Revise the records below, changing each "tag" to "mark" and keeping everything else as it is. Omit the pictures from your version.

**Dataset**
________
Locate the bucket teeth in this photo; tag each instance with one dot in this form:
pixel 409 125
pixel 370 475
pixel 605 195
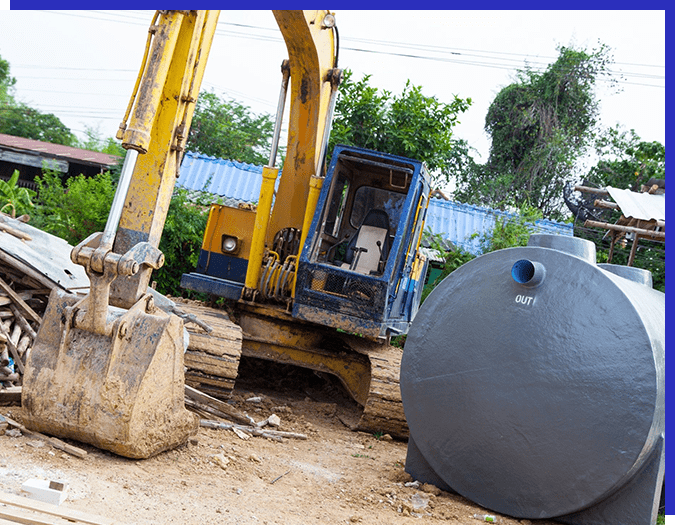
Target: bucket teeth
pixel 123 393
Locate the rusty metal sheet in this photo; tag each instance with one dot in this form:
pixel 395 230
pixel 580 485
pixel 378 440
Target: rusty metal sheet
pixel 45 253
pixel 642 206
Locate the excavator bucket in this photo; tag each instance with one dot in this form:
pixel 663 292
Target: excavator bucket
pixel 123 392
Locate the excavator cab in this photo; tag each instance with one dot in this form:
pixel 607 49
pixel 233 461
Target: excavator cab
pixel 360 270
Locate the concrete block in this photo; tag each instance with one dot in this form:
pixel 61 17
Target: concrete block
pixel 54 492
________
**Output for this task**
Locate the bucket teeth in this photo; mark each instance with one dot in this form:
pixel 409 125
pixel 370 475
pixel 605 195
Target: bucket teeth
pixel 123 393
Locate the rusty metal sheet in this photo; mark each instance with one dot in this form:
pixel 395 230
pixel 580 485
pixel 378 440
Target: rusty metal sheet
pixel 45 253
pixel 642 206
Locate the excavator bucket in this photo; mark each instance with one dot in this form:
pixel 663 292
Target: excavator bucket
pixel 123 392
Locate the excavator cab in this photo; mark each instance with one dot in this form:
pixel 607 49
pixel 233 461
Target: excavator cab
pixel 360 270
Locate the concrete block in this photo; mark each instance with one dot in this form:
pixel 61 17
Target: concrete block
pixel 54 492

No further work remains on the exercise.